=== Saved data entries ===
- - -

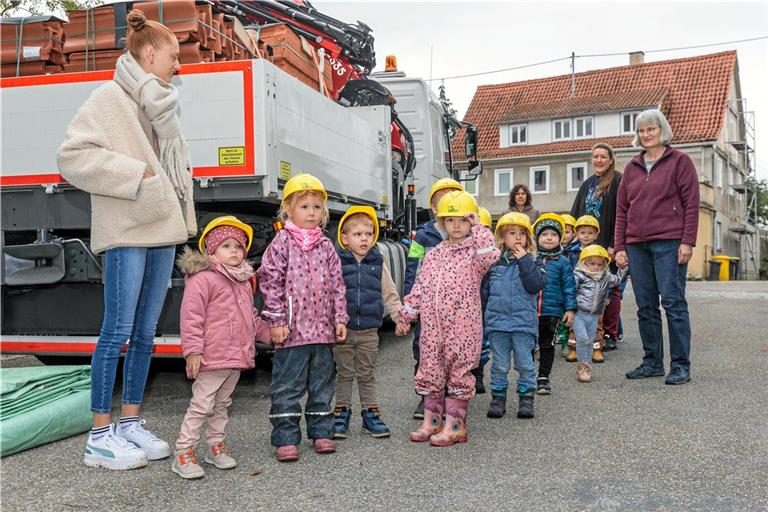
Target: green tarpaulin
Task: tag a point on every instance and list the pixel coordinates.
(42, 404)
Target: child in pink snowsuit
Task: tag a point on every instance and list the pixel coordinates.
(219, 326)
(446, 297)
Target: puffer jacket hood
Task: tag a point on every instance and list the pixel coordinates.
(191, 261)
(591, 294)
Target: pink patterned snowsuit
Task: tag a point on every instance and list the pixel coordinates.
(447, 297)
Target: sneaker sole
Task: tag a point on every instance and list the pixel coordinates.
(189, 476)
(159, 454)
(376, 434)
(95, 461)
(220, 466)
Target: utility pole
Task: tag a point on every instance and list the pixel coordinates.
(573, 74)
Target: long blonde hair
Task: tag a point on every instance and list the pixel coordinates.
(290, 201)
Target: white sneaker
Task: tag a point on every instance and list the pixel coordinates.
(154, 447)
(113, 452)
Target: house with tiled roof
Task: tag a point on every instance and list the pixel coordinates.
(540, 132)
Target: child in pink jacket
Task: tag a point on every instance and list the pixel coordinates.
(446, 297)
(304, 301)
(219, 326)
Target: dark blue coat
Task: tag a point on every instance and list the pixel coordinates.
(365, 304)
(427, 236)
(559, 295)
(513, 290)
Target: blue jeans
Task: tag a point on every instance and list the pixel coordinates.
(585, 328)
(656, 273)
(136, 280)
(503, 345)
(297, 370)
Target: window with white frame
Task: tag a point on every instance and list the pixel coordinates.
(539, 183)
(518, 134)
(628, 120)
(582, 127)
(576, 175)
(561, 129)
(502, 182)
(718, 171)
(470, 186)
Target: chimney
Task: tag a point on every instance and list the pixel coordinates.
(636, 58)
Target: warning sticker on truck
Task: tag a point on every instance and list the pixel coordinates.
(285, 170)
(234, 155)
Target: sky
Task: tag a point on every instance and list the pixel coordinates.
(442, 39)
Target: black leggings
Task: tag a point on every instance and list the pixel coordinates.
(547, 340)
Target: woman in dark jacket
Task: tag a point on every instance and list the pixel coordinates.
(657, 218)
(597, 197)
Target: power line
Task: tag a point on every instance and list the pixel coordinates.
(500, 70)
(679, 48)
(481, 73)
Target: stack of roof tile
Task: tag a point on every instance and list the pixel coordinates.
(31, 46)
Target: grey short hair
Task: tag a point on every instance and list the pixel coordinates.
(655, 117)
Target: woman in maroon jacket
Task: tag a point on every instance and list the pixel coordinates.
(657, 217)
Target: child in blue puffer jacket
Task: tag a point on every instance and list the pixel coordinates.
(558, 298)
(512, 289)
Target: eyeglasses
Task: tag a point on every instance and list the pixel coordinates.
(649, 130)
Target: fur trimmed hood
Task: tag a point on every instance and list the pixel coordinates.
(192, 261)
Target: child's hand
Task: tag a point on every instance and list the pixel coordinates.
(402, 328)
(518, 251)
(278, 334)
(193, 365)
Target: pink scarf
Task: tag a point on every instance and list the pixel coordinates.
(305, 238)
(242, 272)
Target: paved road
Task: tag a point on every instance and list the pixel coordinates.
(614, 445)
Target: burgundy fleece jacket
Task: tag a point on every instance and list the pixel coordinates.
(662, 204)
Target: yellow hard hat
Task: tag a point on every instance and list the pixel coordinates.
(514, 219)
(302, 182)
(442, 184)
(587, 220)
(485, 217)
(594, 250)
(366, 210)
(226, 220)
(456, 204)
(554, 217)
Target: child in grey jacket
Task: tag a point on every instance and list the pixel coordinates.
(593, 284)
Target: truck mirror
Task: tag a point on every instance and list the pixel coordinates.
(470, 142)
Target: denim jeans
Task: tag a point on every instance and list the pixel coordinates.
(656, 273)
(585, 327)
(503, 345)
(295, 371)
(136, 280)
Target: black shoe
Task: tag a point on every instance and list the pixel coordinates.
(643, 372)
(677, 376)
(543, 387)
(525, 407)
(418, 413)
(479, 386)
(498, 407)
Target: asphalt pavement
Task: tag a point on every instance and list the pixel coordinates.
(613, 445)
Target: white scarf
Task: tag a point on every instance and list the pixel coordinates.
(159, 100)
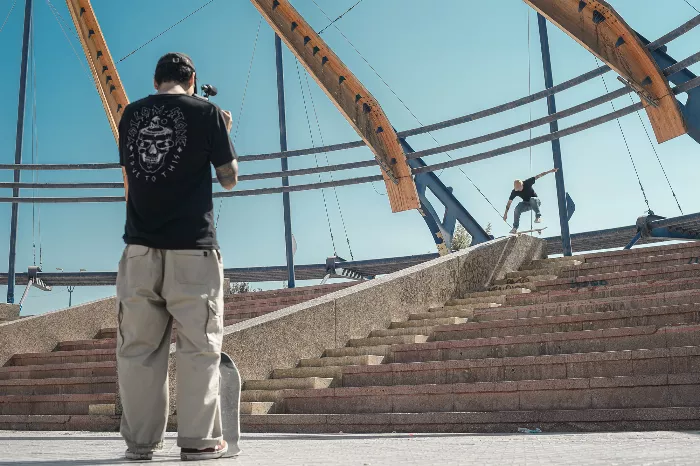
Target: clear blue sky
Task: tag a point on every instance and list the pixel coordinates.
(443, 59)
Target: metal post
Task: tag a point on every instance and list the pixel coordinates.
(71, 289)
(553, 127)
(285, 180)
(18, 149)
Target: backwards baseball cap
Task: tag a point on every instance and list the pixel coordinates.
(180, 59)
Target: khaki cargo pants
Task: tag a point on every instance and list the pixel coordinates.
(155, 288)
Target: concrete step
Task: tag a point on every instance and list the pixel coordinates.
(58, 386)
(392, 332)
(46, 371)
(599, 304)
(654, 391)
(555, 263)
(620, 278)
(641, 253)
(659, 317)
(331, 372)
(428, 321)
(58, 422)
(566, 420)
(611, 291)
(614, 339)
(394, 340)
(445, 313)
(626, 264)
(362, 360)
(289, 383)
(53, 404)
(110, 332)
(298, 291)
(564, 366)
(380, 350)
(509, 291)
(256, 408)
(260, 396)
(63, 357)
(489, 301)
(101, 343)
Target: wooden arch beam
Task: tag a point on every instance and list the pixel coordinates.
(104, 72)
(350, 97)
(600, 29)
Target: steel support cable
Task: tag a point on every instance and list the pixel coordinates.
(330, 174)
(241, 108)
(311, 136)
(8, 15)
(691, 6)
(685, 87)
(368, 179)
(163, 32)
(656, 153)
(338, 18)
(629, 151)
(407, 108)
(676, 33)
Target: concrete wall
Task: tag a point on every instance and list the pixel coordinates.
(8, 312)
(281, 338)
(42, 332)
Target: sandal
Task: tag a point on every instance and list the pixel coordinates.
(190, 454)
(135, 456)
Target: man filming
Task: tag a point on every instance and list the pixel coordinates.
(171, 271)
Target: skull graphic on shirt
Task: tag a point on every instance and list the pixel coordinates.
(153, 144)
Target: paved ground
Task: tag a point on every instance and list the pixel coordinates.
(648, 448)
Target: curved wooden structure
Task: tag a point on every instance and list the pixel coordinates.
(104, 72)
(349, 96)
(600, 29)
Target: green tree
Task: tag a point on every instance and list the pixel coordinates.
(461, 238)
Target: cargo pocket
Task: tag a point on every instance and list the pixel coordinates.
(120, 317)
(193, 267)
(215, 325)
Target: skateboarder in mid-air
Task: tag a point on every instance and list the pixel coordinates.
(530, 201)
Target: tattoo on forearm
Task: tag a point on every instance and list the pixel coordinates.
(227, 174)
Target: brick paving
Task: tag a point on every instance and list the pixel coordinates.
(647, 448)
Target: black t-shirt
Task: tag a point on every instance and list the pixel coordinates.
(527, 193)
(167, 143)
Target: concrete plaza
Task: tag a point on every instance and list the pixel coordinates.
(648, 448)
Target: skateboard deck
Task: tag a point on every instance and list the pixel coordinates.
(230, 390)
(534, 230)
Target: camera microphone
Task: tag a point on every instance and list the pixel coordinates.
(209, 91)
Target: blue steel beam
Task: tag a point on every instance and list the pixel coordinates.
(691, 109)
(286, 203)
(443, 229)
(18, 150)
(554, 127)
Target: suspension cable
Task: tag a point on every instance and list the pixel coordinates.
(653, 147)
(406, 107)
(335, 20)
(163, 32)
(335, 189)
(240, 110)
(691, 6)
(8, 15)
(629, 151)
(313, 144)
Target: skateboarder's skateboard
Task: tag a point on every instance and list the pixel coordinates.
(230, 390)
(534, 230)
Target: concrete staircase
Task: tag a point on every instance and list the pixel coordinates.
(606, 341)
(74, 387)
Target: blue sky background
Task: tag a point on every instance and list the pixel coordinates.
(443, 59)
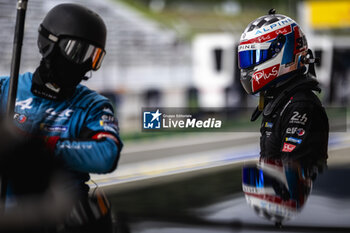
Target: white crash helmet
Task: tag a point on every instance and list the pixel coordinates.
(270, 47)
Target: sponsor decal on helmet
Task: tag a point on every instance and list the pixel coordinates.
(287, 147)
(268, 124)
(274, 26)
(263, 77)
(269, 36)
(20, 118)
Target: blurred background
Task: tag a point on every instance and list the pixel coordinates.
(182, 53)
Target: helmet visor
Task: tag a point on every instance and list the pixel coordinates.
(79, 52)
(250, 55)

- - -

=== Short exercise ===
Retype the lines above without any changes, starting at the line that contains "Target: blurred background" and ending at the last line of the records.

=== The result ===
Target: blurred background
Task: tag a point on every instance and list the pixel coordinates.
(182, 53)
Target: helmet visor
Task: tag a point on every instance and list the pixel coordinates.
(79, 52)
(250, 55)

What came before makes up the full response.